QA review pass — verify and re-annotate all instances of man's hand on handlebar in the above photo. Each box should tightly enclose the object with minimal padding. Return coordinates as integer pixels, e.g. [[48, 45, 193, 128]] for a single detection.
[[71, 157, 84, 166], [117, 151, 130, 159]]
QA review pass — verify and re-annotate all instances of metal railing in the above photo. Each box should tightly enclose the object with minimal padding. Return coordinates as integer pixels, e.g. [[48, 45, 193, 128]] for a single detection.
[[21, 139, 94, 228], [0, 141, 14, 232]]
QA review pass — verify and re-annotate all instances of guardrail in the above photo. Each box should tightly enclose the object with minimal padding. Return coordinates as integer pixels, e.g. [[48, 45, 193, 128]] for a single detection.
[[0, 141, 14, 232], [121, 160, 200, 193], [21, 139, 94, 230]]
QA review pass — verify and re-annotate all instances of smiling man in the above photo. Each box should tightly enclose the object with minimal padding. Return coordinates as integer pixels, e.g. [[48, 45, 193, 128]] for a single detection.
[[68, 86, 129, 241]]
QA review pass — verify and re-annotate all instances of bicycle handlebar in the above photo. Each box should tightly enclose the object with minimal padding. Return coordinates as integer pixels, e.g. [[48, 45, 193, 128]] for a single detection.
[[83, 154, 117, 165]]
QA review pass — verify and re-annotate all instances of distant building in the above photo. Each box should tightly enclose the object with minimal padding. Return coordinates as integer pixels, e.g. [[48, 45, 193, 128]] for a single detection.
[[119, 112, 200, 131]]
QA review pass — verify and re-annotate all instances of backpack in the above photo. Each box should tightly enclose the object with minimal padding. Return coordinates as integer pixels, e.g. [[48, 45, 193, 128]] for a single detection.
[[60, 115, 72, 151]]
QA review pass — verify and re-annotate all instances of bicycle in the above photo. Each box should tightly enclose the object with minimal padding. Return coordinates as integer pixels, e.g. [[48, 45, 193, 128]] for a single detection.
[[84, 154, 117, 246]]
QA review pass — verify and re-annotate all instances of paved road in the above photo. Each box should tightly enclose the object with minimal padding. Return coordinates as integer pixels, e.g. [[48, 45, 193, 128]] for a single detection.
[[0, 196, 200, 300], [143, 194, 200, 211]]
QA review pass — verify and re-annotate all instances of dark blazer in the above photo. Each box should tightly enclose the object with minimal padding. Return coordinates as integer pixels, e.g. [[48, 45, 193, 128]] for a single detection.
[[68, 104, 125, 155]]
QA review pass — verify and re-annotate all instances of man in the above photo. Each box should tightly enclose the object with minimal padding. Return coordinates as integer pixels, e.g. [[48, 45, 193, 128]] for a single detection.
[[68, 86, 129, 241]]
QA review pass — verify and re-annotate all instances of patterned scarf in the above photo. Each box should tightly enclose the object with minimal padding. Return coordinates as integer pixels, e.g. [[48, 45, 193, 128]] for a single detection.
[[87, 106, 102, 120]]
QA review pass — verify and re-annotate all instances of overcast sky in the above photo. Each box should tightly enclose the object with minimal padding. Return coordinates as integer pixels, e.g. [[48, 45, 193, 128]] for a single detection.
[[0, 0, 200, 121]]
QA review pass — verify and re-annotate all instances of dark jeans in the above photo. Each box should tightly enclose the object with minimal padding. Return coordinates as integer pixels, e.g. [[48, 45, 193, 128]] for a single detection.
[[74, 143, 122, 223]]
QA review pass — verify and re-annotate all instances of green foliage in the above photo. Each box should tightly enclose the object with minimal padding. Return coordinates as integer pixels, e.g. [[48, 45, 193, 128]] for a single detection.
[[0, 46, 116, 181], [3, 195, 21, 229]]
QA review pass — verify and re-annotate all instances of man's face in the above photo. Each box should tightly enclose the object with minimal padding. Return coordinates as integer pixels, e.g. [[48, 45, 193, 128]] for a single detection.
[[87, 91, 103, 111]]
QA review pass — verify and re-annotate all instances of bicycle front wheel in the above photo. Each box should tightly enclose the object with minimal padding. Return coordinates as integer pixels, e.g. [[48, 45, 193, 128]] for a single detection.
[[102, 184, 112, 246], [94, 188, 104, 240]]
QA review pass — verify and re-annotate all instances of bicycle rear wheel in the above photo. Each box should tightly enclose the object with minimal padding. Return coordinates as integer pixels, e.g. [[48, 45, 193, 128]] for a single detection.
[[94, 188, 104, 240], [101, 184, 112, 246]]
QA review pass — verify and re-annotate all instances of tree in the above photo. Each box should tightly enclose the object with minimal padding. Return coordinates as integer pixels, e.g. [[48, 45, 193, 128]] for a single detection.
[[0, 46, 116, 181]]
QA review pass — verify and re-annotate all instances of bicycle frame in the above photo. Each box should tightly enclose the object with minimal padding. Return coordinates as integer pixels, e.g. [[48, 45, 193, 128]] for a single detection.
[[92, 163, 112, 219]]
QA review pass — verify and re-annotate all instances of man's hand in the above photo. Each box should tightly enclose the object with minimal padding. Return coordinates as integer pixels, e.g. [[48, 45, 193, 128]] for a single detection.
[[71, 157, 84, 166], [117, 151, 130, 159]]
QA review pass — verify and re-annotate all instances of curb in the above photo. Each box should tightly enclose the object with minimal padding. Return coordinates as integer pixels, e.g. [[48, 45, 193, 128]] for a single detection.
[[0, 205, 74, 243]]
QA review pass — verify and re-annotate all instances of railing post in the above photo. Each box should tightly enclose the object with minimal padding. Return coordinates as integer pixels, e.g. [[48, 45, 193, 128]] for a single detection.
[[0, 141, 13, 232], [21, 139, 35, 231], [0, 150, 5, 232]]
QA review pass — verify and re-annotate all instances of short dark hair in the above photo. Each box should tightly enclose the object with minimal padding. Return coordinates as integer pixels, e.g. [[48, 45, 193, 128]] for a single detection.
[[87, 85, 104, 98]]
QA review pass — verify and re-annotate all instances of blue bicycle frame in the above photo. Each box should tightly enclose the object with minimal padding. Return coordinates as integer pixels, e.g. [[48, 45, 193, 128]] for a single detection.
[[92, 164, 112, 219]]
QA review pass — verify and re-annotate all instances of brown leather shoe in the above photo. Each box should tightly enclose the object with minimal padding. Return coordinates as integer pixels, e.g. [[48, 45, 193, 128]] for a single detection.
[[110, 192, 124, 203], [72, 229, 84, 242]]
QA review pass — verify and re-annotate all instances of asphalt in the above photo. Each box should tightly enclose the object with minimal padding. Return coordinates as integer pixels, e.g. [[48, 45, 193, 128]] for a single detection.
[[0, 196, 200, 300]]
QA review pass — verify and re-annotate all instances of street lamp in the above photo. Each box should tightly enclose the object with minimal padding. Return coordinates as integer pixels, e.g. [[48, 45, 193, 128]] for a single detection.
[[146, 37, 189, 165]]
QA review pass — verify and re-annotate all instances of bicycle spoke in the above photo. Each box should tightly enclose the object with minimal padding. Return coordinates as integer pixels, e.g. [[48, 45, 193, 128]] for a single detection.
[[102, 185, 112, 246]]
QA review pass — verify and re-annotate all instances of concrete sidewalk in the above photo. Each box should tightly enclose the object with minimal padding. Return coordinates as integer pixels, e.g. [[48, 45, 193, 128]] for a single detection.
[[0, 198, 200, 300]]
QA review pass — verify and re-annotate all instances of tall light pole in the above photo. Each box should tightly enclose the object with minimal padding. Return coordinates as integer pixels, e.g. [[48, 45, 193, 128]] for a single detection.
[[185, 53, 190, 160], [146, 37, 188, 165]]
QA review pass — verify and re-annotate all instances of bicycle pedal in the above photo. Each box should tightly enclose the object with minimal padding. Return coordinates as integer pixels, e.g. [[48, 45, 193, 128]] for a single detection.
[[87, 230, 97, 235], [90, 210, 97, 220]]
-*-*-
Work to complete
Rewrite every row above, substituting "no extra margin" for "minimal padding" wherever it occurs and keeping all other text the same.

Answer to this task
QA review pass — verify and re-annotate all instances of man's hand on handlebar in the above photo. Each box should tightly enclose the object with no extra margin. Return coordinates as integer pixels, e.g. [[48, 45, 193, 128]] for a single detection.
[[71, 157, 84, 166], [117, 151, 130, 159]]
QA review pass — verify and re-annotate all instances of metal railing in the above photo. Each box should tightly enclose the object with no extra margin. Return coordinates as integer pixels, e.g. [[48, 45, 193, 128]] for a single detection.
[[21, 139, 94, 228], [0, 141, 14, 232]]
QA review pass — verify and re-annotate all instances of guardrail in the above photo. Each box should tightly enclose the object with no extra margin. Return coordinates as integer pixels, e.g. [[48, 45, 193, 128]] for a single detection.
[[0, 141, 14, 232], [121, 160, 200, 193], [21, 139, 94, 230]]
QA review pass — verify and re-annotate all instances of smiling man in the above photo. Each box should tightly enclose the object with no extra margin. Return coordinates as integer pixels, e.g. [[48, 45, 193, 128]] for a single detection.
[[68, 86, 129, 241]]
QA review pass — verify and re-annotate all instances of bicycle handlebar in the above photo. Each box should tightly enclose the object with no extra margin. Return coordinates as integer pixels, e.g. [[48, 45, 193, 128]] for a single detection.
[[83, 154, 117, 165]]
QA review pass — verify and re-annotate all instances of distant building in the above photo. Each box should tightly enclose the object with no extra margin. Return coordinates as integer pixels, e.g. [[48, 45, 193, 128]] for a single detection.
[[119, 112, 200, 131]]
QA review pass — verify and re-annotate all instances of backpack in the above photo. Each box should tightly enclose the object with no extra margin. Return coordinates as integer pixels, e.g. [[48, 45, 193, 128]] for a single detection.
[[60, 115, 72, 151]]
QA review pass — verify and re-annotate all instances of bicycle in the above photo. Each box should tightly enclose the object with no extra margin. Return coordinates as integer pixels, e.g. [[48, 45, 193, 128]] for a single detection.
[[84, 154, 117, 246]]
QA review pass — verify and re-annotate all instances of paved road in the above photo. Each box should tightly enclose the object with no extra margin. Return coordinates as integer pixels, e.g. [[48, 45, 193, 128]] for a single detection.
[[0, 196, 200, 300], [143, 194, 200, 211]]
QA review pass — verify and re-annotate all instances of dark blazer in the above photo. Each box should tightly enclose the object with no extra margin. Return coordinates as integer pixels, e.g. [[48, 45, 193, 128]] for a single detection.
[[68, 104, 125, 155]]
QA review pass — verify and re-annotate all instances of man in the above photo. Each box should tightly enclose the object with no extra margin. Return coordinates as integer pixels, e.g. [[48, 45, 193, 128]] for a single detection.
[[68, 86, 129, 241]]
QA review pass — verify and re-annotate all instances of patterned scarf in the above photo. Each box should tightly enclose the object with no extra margin. Return coordinates as integer pixels, e.g. [[48, 45, 193, 128]] for a single detection.
[[87, 106, 102, 120]]
QA review pass — verify and re-annotate all instances of overcast sky in the above photo. Each box should tightly enclose the object with no extra margin. Return coordinates as integer pixels, e.g. [[48, 45, 193, 128]] for a single detection.
[[0, 0, 200, 121]]
QA review pass — verify and re-annotate all instances of dark jeans in the above photo. Each box should tightly enclose the object with no extra margin. Return coordinates as integer pixels, e.g. [[48, 45, 193, 128]] for a single detection.
[[74, 143, 122, 223]]
QA review pass — verify and re-annotate all instances of green foliage in the above photo. Each box should tightly enclose the object with no extra margin. Return coordinates as integer pixels, e.g. [[48, 45, 193, 128]] for a single detection.
[[0, 46, 116, 181], [3, 195, 21, 229]]
QA review pass — verify and re-annotate all instances of man's face in the above photo. Each box should tightly enclose the object with no extra margin. Return coordinates as integer pixels, e.g. [[48, 45, 193, 128]] for a single detection.
[[87, 91, 103, 111]]
QA review pass — verify and re-annotate all instances of bicycle front wheel in the above photo. Each box should tightly enclose the object with no extra margin. Return coordinates as integer pixels, e.g. [[48, 45, 193, 128]] for a single detection.
[[102, 184, 112, 246], [94, 188, 104, 240]]
QA review pass — verify and re-annotate all instances of bicycle rear wheel in the above photo. Each box should tightly enclose the object with no extra margin. Return coordinates as integer pixels, e.g. [[48, 45, 193, 128]] for a single detection.
[[94, 188, 104, 240], [101, 184, 112, 246]]
QA review pass — verify and re-annotate all instances of tree in the above photo. Each box should tightly enclose the object with no extra margin. Return coordinates as integer pixels, e.g. [[48, 45, 193, 128]] for a single detection.
[[0, 46, 116, 181]]
QA review pass — verify and re-annotate all instances of bicycle frame in the above photo. Each box should tightly enclose the object with no extra margin. Return coordinates as integer pixels, e.g. [[48, 45, 193, 128]] for a single detection.
[[92, 163, 112, 219]]
QA review pass — verify and re-annotate all instances of man's hand in the above photo. Each box should tightly enclose the object with no extra margin. Return coordinates as integer pixels, e.g. [[48, 45, 193, 128]] for a single detection.
[[71, 157, 84, 166], [117, 151, 130, 159]]
QA review pass — verify and re-annotate all instances of curb in the above photo. Each box should tightly enclose the object with no extra margin. Return coordinates as integer pixels, e.g. [[48, 45, 193, 128]] for a single detection.
[[0, 205, 74, 243]]
QA review pass — verify and re-annotate all instances of railing post in the above photo. Each box should tightly enclose the object with no extra margin. Return coordinates as integer pixels, e.g. [[48, 45, 193, 128]] for a single detection.
[[0, 141, 13, 232], [21, 139, 35, 231], [0, 150, 5, 232]]
QA review pass — verify and re-annotate all instances of short dark hair in the above photo. Each box should tightly enclose the object with no extra margin. Return coordinates as integer pixels, e.g. [[48, 45, 193, 128]] for a single detection.
[[87, 85, 104, 98]]
QA review pass — verify and re-annotate all instances of blue bicycle frame in the above photo. Each box should tightly enclose the object with no extra margin. Return coordinates as integer pixels, e.g. [[48, 45, 193, 128]] for a single detection.
[[92, 164, 112, 219]]
QA review pass — verify and re-annotate all instances of brown leather shoe in the above photo. Each box should tightly enclose the object with no extra margin. Return coordinates as integer pixels, e.g. [[48, 45, 193, 128]] for a single detection.
[[110, 192, 124, 203], [72, 229, 84, 242]]
QA review pass — verify and re-annotate all instances of asphalt in the above photo. Each box should tightly enclose the object with no extra margin. Return coordinates as integer pixels, e.g. [[48, 45, 193, 128]] for a single detection.
[[0, 196, 200, 300]]
QA review pass — verify and re-annotate all instances of street lamp in the above photo. Each box should tightly enclose the object with no extra margin. Return coordinates as integer pixels, e.g. [[48, 45, 193, 128]] for a single detection.
[[146, 37, 189, 165]]
QA review pass — verify and re-annotate all instances of bicycle spoke in the above photo. Each box should tightly enclose the object with no extra margin. Return coordinates as integer pixels, e.g. [[48, 45, 193, 128]] for a single detection.
[[102, 185, 112, 246]]
QA review pass — verify and re-annotate all instances of concrete sidewalk in the above photo. Each box should tightly enclose the object with no extra margin. Return coordinates as integer pixels, e.g. [[48, 45, 193, 128]] for a single detection.
[[0, 198, 200, 300]]
QA review pass — verify and re-annotate all instances of tall light pole in the above photo. Each box should tightly enclose the object with no extra margin. Return coordinates as integer pixels, e.g. [[48, 45, 193, 128]] for a single detection.
[[185, 53, 190, 160], [146, 37, 188, 165]]
QA review pass — verify and re-annotate all instances of bicycle pedal in the above photo. Each box should tightly enclose the object with no extra margin. Return coordinates as integer pixels, e.g. [[48, 45, 193, 128]] for a single detection.
[[87, 230, 97, 235], [90, 210, 97, 220]]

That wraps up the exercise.